* _Tugas Tertulis a_
Salin ulang bagian dari teks tentang kematian di bawah, yaitu semuanya mulai dari "Kematian menurut etimologi" terus ke bawah hingga "yang berarti mati.", tanpa mengubah satu kata pun.

* _Kutipan Teks_
>>

“Dan tiada seorangpun yang dapat mengetahui (dengan pasti) apa yang akan diusahakannya besok. Dan tiada seorangpun yang dapat mengetahui di bumi mana dia akan mati. Sesungguhnya Allah Maha Mengetahui lagi Maha Mengenal” (Qs. Lukman [12]: 34)
Selain mengingatkan manusia tentang dunia yang penuh kesementaraan, ayat di atas juga menegaskan keterbatasan pengetahuan manusia tentang kematian. Mendiskusikan kematian, seringkali terkesan menakutkan, padahal sebenarnya, Nabi Saw justru memberi teladan untuk memutus kelezatan yakni dengan memperbanyak mengingat kematian.
Kematian menurut etimologi atau secara bahasa adalah berasal dari bahasa arab maata-yamuutu yang mana mashdarnya mautan yang berarti lawan dari kata hayatun/kehidupan). Azhari dalam Laits mengemukakan makna mautun ini adalah salah satu peristiwa atau ketetapan Allah. Sedangkan dalam kamus Al-Munawwir mengemukakan mautun yang berarti mati.
Sementara itu, Imam Al-Qurthubi mengatakan bahwa kematian bukan ketiadaan sejati, melainkan kematian adalah terputus dan terpisahnya keterkaitan jiwa/roh dengan badan serta terpisahnya kesatuan keduanya, pergantian keadaan, dan perpindahan suatu negeri ke negeri yang lain (dari alam dunia ke alam akhirat).
Senada dengan Imam Al-Qurthubi, Muhammad Quraish Shihab mengatakan bahwa kematian adalah awal dari satu perjalanan panjang dalam evolusi manusia, dimana selanjutnya dia akan memperoleh kehidupan dengan segala macam kenikmatan atau berbagai ragam siksa dan kenistaan. Mengenai kematian, Rasulullah SAW bersabda “Perbanyaklah oleh kalian mengingat sesuatu yang menghancurkan kelezatan (kematian). Jadikanlah ia sebagai bantal apabila kalian tidur! Jadikanlah ia sebagai sesuatu yang ada di hadapan,” atau dalam riwayat lain, “Sering-seringlah mengingat sesuatu yang merusak kelezatan.” (HR. at-Tirmidzi).

<<

* _Catatan_

>>

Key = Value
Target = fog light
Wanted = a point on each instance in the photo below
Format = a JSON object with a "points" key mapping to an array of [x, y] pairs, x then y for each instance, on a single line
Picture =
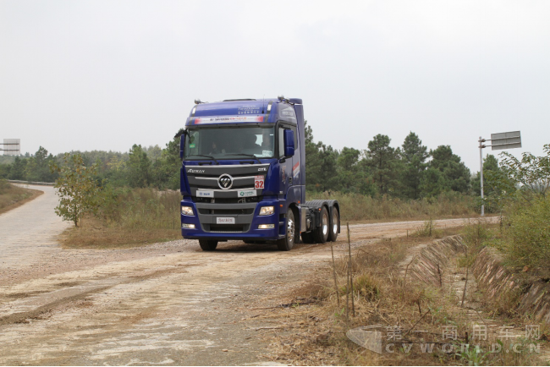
{"points": [[267, 210], [266, 226], [187, 210]]}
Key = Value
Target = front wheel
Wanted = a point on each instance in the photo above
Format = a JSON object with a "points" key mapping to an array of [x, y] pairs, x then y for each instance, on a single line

<<

* _Tugas Tertulis b_
Tuliskan kembali semua baris catatan di atas secara utuh dan tanpa perubahan, tetapi jangan sertakan gambarnya.

* _Jawaban Tertulis a_
Kematian menurut etimologi atau secara bahasa adalah berasal dari bahasa arab maata-yamuutu yang mana mashdarnya mautan yang berarti lawan dari kata hayatun/kehidupan). Azhari dalam Laits mengemukakan makna mautun ini adalah salah satu peristiwa atau ketetapan Allah. Sedangkan dalam kamus Al-Munawwir mengemukakan mautun yang berarti mati.

* _Jawaban Tertulis b_
Key = Value
Target = fog light
Wanted = a point on each instance in the photo below
Format = a JSON object with a "points" key mapping to an array of [x, y] pairs, x then y for each instance, on a single line
Picture =
{"points": [[267, 210], [266, 226], [187, 210]]}
Key = Value
Target = front wheel
Wanted = a point on each instance in the photo above
Format = a JSON object with a "points" key mapping to an array of [x, y] pairs, x then y for each instance, on a single line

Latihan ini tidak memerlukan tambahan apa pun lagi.